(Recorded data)
******************************

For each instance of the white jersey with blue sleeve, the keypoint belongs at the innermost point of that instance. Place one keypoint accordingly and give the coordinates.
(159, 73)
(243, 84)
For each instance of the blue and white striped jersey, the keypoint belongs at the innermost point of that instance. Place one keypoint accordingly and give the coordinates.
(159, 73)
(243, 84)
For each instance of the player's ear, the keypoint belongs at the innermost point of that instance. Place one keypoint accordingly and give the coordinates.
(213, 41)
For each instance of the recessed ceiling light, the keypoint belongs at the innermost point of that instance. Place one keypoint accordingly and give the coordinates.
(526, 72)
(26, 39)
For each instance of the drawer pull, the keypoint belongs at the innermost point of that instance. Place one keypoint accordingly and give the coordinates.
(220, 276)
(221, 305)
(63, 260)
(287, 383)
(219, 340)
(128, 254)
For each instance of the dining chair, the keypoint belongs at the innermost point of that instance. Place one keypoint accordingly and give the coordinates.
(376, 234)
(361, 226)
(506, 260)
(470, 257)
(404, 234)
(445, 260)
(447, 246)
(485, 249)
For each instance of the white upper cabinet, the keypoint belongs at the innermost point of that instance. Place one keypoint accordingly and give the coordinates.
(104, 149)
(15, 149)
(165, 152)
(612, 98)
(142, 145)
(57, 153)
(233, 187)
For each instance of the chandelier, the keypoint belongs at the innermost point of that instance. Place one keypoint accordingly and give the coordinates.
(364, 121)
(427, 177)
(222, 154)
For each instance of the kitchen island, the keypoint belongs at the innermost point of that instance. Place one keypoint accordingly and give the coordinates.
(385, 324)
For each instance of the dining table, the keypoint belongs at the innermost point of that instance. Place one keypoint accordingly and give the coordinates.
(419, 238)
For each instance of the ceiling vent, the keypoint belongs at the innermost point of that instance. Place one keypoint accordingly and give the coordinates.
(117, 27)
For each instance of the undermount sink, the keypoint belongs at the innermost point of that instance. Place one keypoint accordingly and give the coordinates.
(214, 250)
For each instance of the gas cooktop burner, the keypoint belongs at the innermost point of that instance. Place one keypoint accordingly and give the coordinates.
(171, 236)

******************************

> [INSTRUCTIONS FOR THE TASK]: Render every line of the data above as a numbered list, omitting any blank lines.

> [TASK RESPONSE]:
1. For each instance of the white jersey with blue sleeve, the keypoint belongs at the innermost point of that instance. Place one keypoint accordingly and give the coordinates.
2. (159, 73)
3. (243, 84)
4. For each instance of the blue and white striped jersey, the keypoint belongs at the innermost point of that instance. Place one keypoint accordingly and give the coordinates.
5. (159, 73)
6. (243, 84)
7. For each instance of the player's ear, the keypoint belongs at the innermost point of that instance. Place one keypoint accordingly and give the coordinates.
8. (213, 41)
9. For each instance of the recessed ceiling light, the keypoint belongs at the innermost point of that instance. Place one keypoint accordingly and give the coordinates.
10. (526, 72)
11. (26, 39)
12. For each instance of the drawer pull, the keypoint belongs at the innermost point of that instance. Place one keypoint accordingly and give the coordinates.
13. (220, 276)
14. (221, 305)
15. (63, 260)
16. (287, 383)
17. (219, 340)
18. (128, 254)
19. For each instance of the dining chair, the keypoint belongs at the innermost point of that instance. Place one keypoint accordingly and give the coordinates.
20. (376, 234)
21. (361, 226)
22. (506, 260)
23. (470, 257)
24. (404, 234)
25. (445, 260)
26. (447, 246)
27. (485, 249)
28. For each instance of the white upper cabinet, the keypoint belongs at the innermost point of that instance. Place one keypoint accordingly and give the coordinates.
29. (104, 149)
30. (15, 149)
31. (165, 152)
32. (612, 98)
33. (142, 145)
34. (57, 153)
35. (233, 187)
36. For each instance of the chandelier, the keypoint belongs at the innermost point of that instance. Place one keypoint accordingly and give the coordinates.
37. (364, 121)
38. (427, 177)
39. (222, 154)
40. For each instance of the kitchen island, the keypoint belongs at the innermost point of that instance. Place one keypoint accordingly and give the coordinates.
41. (385, 324)
42. For each instance of the dining table, the keypoint belongs at the innermost point of that instance. Place one keypoint accordingly and give the coordinates.
43. (419, 238)
44. For each instance of the ceiling vent, the keypoint belongs at the innermost point of that instance. Place one keypoint accordingly and give the coordinates.
45. (117, 27)
46. For each instance of the undermount sink, the keypoint belongs at the innermost point of that instance. Place one keypoint accordingly and give the coordinates.
47. (214, 250)
48. For each instance of the gas cooktop burner, the keypoint belongs at the innermost point of that instance. Place one keypoint accordingly and give the coordinates.
49. (171, 236)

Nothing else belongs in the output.